> WHAT YOU ARE ASKED TO DO: Put the part of the rows that starts with the line containing "[spot] the street" and runs through the end of the rows into a numbered list, leaving out blank lines and including nothing else.

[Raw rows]
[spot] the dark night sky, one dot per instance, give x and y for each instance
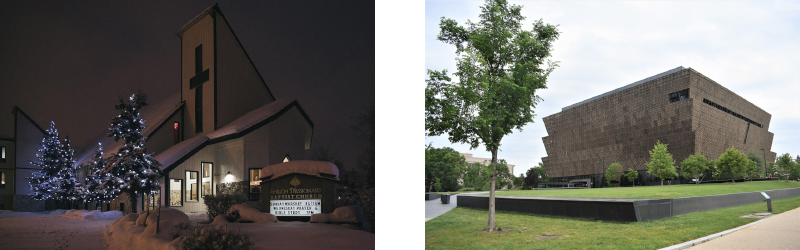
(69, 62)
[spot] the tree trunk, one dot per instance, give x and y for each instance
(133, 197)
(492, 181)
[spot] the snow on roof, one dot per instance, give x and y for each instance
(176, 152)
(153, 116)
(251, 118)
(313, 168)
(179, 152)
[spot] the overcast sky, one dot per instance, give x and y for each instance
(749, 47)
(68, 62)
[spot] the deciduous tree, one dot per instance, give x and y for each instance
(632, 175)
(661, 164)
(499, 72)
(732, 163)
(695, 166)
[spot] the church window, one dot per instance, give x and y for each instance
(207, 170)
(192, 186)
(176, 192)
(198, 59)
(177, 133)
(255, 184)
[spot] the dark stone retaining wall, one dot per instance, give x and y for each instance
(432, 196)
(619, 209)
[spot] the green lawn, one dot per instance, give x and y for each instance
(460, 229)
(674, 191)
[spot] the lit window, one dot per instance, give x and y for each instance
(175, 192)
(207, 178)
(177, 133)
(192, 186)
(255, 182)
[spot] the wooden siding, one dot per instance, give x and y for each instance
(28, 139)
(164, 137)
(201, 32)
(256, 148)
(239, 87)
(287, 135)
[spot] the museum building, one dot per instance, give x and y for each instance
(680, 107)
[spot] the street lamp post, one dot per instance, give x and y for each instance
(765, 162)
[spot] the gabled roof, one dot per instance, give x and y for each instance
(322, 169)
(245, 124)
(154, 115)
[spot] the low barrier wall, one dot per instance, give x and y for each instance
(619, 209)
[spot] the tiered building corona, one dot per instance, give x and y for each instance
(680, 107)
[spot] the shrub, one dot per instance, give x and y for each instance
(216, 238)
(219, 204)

> CORRECT RESPONSE:
1. [spot] the street lamp post, one dot per instance, give x and y for each instance
2. (765, 162)
3. [spot] the gabled roof, one dot per instance, give x and y for each instance
4. (322, 169)
5. (245, 124)
6. (154, 115)
7. [spot] the low barrier wall, one dot per instance, give x and y for each instance
8. (619, 209)
9. [spot] the tiered building corona, one dot per instance, give x and y for each instance
10. (680, 107)
11. [spot] the shrub, one dot per instance, give x and y for each instance
12. (216, 238)
13. (219, 204)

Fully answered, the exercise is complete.